**Work instructions**
Count the lines below that contain the word "give" and reply with only that number.

**Exercise materials**
□ □ □
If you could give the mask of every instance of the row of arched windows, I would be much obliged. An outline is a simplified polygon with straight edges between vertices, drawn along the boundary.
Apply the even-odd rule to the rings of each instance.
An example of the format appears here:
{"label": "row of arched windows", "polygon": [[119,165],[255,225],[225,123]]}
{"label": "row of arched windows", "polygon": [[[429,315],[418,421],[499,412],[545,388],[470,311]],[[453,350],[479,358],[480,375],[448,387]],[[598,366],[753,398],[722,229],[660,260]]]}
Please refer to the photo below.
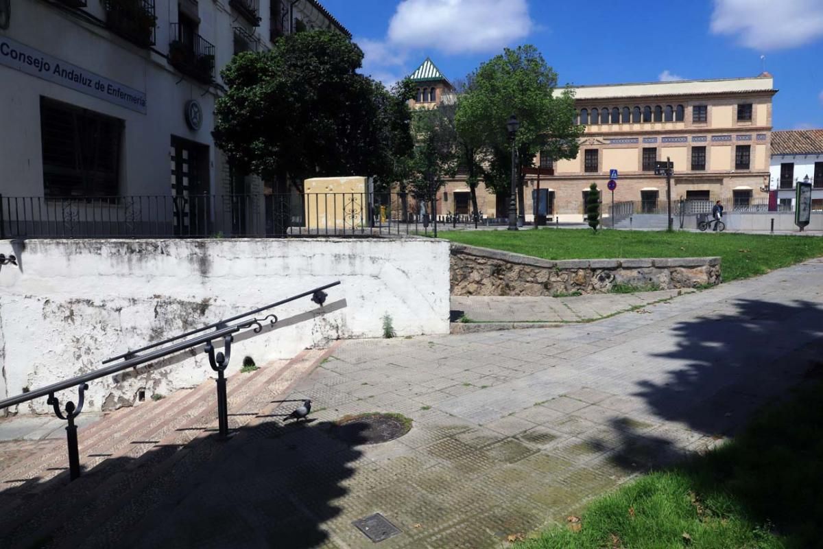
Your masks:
□ □ □
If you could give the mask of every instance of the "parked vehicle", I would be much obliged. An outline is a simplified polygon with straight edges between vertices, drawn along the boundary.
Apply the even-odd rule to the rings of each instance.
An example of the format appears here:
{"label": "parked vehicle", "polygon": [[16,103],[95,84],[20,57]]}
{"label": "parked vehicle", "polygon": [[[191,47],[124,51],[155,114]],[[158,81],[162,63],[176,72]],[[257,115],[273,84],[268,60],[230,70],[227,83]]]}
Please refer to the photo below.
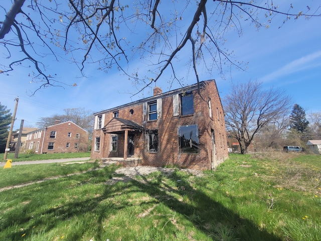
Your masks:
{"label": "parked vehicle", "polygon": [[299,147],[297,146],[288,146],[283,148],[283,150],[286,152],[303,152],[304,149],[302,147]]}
□ □ □
**Expected answer**
2